▸ **EXERCISE OBJECTIVE**: Reproduce every line of the material below without changing anything.

▸ **RECORD EXCERPTS**:
'''

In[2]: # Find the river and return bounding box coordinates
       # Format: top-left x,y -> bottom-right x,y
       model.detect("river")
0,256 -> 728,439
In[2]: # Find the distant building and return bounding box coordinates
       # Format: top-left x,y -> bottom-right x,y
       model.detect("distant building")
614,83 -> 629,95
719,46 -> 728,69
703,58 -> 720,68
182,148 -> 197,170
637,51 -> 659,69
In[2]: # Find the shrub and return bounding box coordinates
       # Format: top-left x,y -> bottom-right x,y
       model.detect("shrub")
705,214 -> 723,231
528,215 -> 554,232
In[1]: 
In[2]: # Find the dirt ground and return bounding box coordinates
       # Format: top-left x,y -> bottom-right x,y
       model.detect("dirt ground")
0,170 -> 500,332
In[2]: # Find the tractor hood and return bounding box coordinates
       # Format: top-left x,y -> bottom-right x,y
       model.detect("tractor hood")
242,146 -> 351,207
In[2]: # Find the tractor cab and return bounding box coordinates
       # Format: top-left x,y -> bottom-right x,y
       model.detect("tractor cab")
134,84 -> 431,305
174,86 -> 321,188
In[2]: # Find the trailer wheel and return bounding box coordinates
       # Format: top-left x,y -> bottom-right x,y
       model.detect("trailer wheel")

'''

▸ **SOLUTION TO THE PROBLEM**:
In[2]: # Find the river and return bounding box coordinates
       # Format: top-left x,y -> bottom-right x,y
       model.detect("river")
0,256 -> 728,439
In[2]: # Find the distant building and return bounding box coordinates
       # Format: top-left x,y -> bottom-right x,y
       model.detect("distant building")
614,83 -> 629,95
719,46 -> 728,69
703,58 -> 720,68
182,148 -> 197,170
637,51 -> 659,69
In[2]: # Find the shrub and return bounding box coordinates
       # Format: top-left x,y -> bottom-right x,y
       model.detect("shrub")
705,214 -> 723,231
528,215 -> 554,232
In[1]: 
In[2]: # Find the dirt ground and return bounding box coordinates
       # Format: top-left x,y -> bottom-right x,y
       model.detect("dirt ground")
0,170 -> 500,332
In[2]: # Find the tractor hood and return bounding box coordinates
       # Format: top-left x,y -> bottom-right x,y
       model.detect("tractor hood")
242,146 -> 351,207
In[2]: # Find the tractor cab and return bounding box coordinates
       # Format: top-left x,y -> bottom-right x,y
       model.detect("tractor cab")
134,84 -> 431,305
174,86 -> 321,188
In[2]: # Find the trailer wheel and return bounding box coordinates
       # Format: top-left x,y -> bottom-right x,y
       model.detect("trailer wheel")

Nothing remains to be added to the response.